** START PROVIDED RECORDS **

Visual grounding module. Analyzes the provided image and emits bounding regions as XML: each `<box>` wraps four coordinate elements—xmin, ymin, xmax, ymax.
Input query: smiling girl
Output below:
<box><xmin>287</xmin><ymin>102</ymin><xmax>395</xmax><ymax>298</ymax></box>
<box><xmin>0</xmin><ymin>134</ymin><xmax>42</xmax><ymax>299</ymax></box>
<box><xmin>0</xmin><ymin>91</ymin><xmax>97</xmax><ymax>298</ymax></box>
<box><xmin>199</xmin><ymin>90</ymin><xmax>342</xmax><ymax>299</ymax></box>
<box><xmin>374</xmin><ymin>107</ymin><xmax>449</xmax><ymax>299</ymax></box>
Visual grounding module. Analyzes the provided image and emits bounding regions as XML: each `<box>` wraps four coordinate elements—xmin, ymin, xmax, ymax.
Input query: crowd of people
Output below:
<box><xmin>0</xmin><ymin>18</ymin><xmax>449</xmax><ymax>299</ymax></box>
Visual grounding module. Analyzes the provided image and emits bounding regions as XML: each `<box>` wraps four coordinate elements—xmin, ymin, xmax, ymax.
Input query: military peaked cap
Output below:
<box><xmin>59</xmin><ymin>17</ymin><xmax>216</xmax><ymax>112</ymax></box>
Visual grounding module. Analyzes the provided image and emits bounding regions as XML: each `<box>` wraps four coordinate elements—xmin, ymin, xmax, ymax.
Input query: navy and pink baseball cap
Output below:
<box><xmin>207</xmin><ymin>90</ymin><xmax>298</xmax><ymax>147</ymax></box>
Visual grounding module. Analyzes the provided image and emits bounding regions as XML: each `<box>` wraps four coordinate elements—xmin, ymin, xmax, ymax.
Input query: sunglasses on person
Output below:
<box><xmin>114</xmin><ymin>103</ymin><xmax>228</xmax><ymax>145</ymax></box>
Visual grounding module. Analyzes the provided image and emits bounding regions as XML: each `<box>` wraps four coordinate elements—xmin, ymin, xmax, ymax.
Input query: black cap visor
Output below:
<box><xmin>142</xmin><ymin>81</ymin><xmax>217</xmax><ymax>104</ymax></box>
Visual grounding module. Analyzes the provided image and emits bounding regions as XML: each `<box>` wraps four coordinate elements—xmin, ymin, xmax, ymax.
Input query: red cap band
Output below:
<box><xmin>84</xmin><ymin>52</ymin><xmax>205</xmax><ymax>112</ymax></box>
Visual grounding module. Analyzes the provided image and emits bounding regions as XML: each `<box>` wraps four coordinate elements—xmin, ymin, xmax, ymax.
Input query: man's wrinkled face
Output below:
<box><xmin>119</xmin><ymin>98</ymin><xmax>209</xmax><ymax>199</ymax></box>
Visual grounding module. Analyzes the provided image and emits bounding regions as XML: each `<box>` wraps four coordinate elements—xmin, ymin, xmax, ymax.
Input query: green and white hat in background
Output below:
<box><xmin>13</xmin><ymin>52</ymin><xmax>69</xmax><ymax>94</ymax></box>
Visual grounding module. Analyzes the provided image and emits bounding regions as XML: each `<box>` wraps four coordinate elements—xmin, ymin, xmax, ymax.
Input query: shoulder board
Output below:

** END PROVIDED RECORDS **

**WHAT THE TASK ASKS:** Gather every line of the records that contains the word "Input", matching case exactly.

**RESULT FOR THIS TASK:**
Input query: smiling girl
Input query: crowd of people
Input query: military peaked cap
Input query: navy and pink baseball cap
Input query: sunglasses on person
Input query: black cap visor
Input query: red cap band
Input query: man's wrinkled face
Input query: green and white hat in background
Input query: shoulder board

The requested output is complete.